Point localization data:
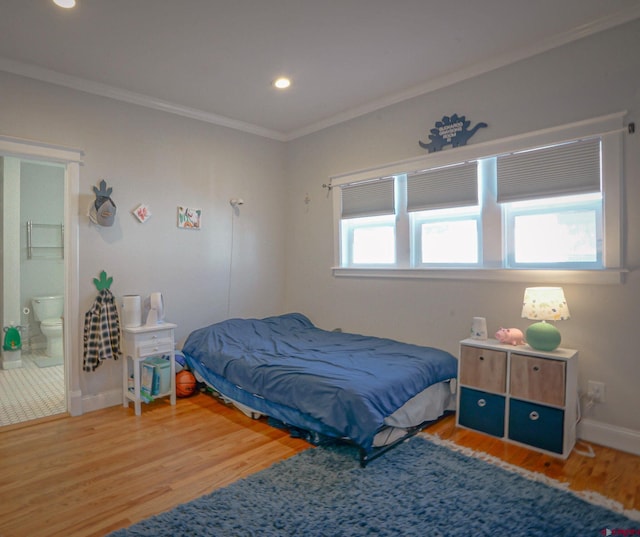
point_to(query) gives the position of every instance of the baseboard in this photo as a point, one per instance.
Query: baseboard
(611, 436)
(101, 400)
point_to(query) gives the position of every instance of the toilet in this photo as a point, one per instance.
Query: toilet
(48, 310)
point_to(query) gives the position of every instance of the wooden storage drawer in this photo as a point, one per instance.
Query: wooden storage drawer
(482, 411)
(536, 425)
(485, 369)
(537, 379)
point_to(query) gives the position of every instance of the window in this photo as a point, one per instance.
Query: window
(563, 232)
(548, 201)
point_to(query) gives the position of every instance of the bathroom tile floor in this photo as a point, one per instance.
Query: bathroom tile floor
(31, 392)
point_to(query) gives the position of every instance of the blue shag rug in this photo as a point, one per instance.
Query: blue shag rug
(418, 489)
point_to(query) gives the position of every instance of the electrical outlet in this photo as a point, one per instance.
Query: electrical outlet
(595, 391)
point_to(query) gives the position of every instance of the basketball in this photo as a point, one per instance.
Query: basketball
(185, 384)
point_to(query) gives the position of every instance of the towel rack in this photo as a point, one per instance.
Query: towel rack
(49, 240)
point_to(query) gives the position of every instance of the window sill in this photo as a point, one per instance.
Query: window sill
(595, 277)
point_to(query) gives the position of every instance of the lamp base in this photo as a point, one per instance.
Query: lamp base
(543, 336)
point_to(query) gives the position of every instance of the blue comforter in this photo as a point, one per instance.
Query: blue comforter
(348, 382)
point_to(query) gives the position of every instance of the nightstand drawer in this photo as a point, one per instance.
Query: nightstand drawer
(536, 425)
(537, 379)
(481, 411)
(485, 369)
(158, 346)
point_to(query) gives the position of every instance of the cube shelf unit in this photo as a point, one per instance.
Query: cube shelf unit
(517, 393)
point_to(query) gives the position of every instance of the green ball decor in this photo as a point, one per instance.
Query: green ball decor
(543, 336)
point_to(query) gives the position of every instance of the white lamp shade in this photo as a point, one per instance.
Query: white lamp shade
(545, 304)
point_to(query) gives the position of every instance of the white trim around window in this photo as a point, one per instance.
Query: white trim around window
(609, 128)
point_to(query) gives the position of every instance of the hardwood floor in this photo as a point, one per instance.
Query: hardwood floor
(89, 475)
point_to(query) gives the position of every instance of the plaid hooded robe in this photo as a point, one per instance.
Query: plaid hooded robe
(101, 331)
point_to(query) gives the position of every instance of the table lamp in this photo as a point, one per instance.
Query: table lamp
(544, 304)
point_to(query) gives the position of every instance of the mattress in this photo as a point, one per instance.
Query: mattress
(334, 383)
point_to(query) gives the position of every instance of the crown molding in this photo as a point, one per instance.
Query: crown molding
(111, 92)
(118, 94)
(491, 64)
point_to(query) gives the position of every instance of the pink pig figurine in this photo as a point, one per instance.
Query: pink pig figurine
(510, 336)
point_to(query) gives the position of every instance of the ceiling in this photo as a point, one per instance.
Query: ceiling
(215, 59)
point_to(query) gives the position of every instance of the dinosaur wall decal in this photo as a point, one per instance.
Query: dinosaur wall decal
(452, 130)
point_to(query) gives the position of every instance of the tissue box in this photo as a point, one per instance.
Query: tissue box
(161, 374)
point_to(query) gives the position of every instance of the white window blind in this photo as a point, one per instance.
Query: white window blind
(453, 186)
(368, 198)
(571, 168)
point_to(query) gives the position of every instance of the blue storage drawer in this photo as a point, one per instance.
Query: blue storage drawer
(482, 411)
(536, 425)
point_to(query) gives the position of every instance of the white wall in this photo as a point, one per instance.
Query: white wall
(593, 77)
(164, 161)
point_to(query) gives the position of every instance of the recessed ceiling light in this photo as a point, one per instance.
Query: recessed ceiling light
(282, 82)
(65, 3)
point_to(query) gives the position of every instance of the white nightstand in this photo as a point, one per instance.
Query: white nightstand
(520, 394)
(140, 343)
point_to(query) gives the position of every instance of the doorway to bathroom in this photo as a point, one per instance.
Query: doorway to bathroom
(32, 361)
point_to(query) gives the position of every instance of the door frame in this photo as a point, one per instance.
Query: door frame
(72, 160)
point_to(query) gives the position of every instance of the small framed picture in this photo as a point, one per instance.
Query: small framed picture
(189, 218)
(142, 213)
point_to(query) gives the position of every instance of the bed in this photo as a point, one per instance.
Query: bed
(374, 392)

> **Work item**
Give the records again exactly, minus the pictures.

> **Answer to this problem**
point_to(query) gives the position of every instance of the baseboard in this photo as a point, one per instance.
Query: baseboard
(611, 436)
(101, 400)
point_to(query) gives the position of every instance of the toilet in this photo as a point, one per instance.
Query: toilet
(48, 310)
point_to(query) gives the position of every instance of the wooden storage drawer in this photo as a point, one per instance.
Query: wooden storage drawer
(482, 411)
(536, 425)
(485, 369)
(537, 379)
point_to(query) gives the position of every instance of the window in this photo as a point, one per instance.
Query: window
(563, 232)
(548, 201)
point_to(query) gives the position of every instance of the bathroom tile floor in this photo as a point, one per instance.
Query: bathroom tile floor
(31, 392)
point_to(query) gives the position of every instance of the blue shag rug in this photo as a point, one per instance.
Query: blue shag rug
(418, 489)
point_to(query) gives the position of every instance of the electrical outlet in this photo as a point, one per instance.
Query: electrical outlet
(595, 391)
point_to(query) gives the position of every instance of the basketball in this photo as a point, one per instance.
Query: basketball
(185, 384)
point_to(query) gives the position of every instance of the towel rack in this photo as a point, one per instance.
Query: towel rack
(49, 240)
point_to(query) gives the position of every instance of the window sill in this photo as a point, one per instance.
Query: window sill
(595, 277)
point_to(query) gives the position of every instance of the lamp base in this photo as a point, one per instance.
Query: lamp base
(543, 336)
point_to(query) gives the position of every instance of the blue comforter in this photo as a point, one per instance.
Query: blue comforter
(348, 382)
point_to(query) gives the position of every instance of the nightstand drawer in this photo as a point, one per instance.
Query: nightstand drawer
(536, 425)
(537, 379)
(481, 411)
(485, 369)
(158, 346)
point_to(query) gives the position of every instance of the cube shelf unit in this photo as a point, one per instance.
Query: cube shelf unit
(517, 393)
point_to(query) gives the position of every instance of the green ball decor in this photo as a point, one per instance.
Query: green ball decor
(543, 336)
point_to(query) gives the position of every instance of the white lamp shade in this photo as a point, one per instance.
Query: white lamp shade
(545, 304)
point_to(query) gives the position of every instance of the white trim around window in this photo as a point, one per instance.
Query: white trim around window
(609, 128)
point_to(query) gives the position of every instance of the hardwood floor in this photo as a point, one per instance.
Query: hardwood floor
(89, 475)
point_to(query) gives the position of every instance of the plaid hooded robe in this photo as a point, one per instance.
Query: plaid hooded robe
(101, 331)
point_to(query) gives the position of every instance of the table lamp in this photo as a point, one per instance.
Query: table lamp
(544, 304)
point_to(query) gives the position of every instance of the mattress in this photo as a point, one per instance.
Query: mattress
(334, 383)
point_to(query) gives the position of every instance of the crown molding in this photo as a point, one per instance.
Query: crown molding
(111, 92)
(118, 94)
(491, 64)
point_to(query) gives the position of every instance of the pink pig figurine in this photo as a point, one per instance.
Query: pink pig figurine
(510, 336)
point_to(query) gives the position of every instance of the ceiling in this photo as a point, one per instance.
Query: ceiling
(215, 59)
point_to(query) gives the position of every instance of the dinosaur wall decal in this photo as a point, one per instance.
Query: dinosaur wall decal
(452, 130)
point_to(query) gives the position of every instance of the tissue box in this photo as a point, one per instance.
Query: tissue box
(161, 374)
point_to(query) gives the position of every instance of the white window blind in this photo as a point, one per instance.
Query: white window blind
(453, 186)
(368, 198)
(571, 168)
point_to(query) gives the position of every instance of the blue storage drawer in this photo as a point, one per instance.
Query: blue storage drawer
(482, 411)
(536, 425)
point_to(query) gives the position of every instance of the white wall in this photo as a point, one per instance.
Query: white wall
(593, 77)
(164, 161)
point_to(query) gives the position of every instance of the recessed ceiling light in this photo as a point, one per instance.
Query: recessed ceiling light
(282, 82)
(65, 3)
point_to(query) gives the position of every instance of the white nightstand in this photo as a point, one per instance.
Query: white nightstand
(520, 394)
(140, 343)
point_to(query) gives the position of every instance of the doorway to bathroom in this photo as a point, one per instance.
Query: doorway to bathroom
(32, 361)
point_to(query) gives the position of every instance of the door frame in this photo as a point, one per instance.
Query: door frame
(72, 160)
point_to(query) gives the position of every instance of the small framed picture in this photo as a point, one per instance.
Query: small framed picture
(189, 218)
(142, 213)
point_to(query) gives the position of every instance of the bed in this photo as a point, one per instance.
Query: bed
(374, 392)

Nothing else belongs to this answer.